╔══

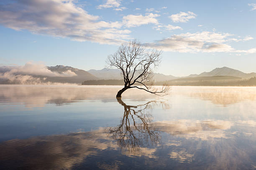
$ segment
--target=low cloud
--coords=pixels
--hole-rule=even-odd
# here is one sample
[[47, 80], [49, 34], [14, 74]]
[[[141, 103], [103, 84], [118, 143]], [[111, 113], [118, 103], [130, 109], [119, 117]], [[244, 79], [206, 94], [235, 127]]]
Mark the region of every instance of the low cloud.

╚══

# To be done:
Write the lines above out again exactly, without any of their pictures.

# Solution to this problem:
$ segment
--target=low cloud
--coords=pixels
--hole-rule=even-odd
# here is one sample
[[47, 80], [49, 34], [14, 74]]
[[[141, 103], [103, 84], [118, 143]], [[111, 113], [118, 103], [130, 109], [119, 117]], [[244, 79], [206, 94], [235, 127]]]
Mark the region of every instance of the low cloud.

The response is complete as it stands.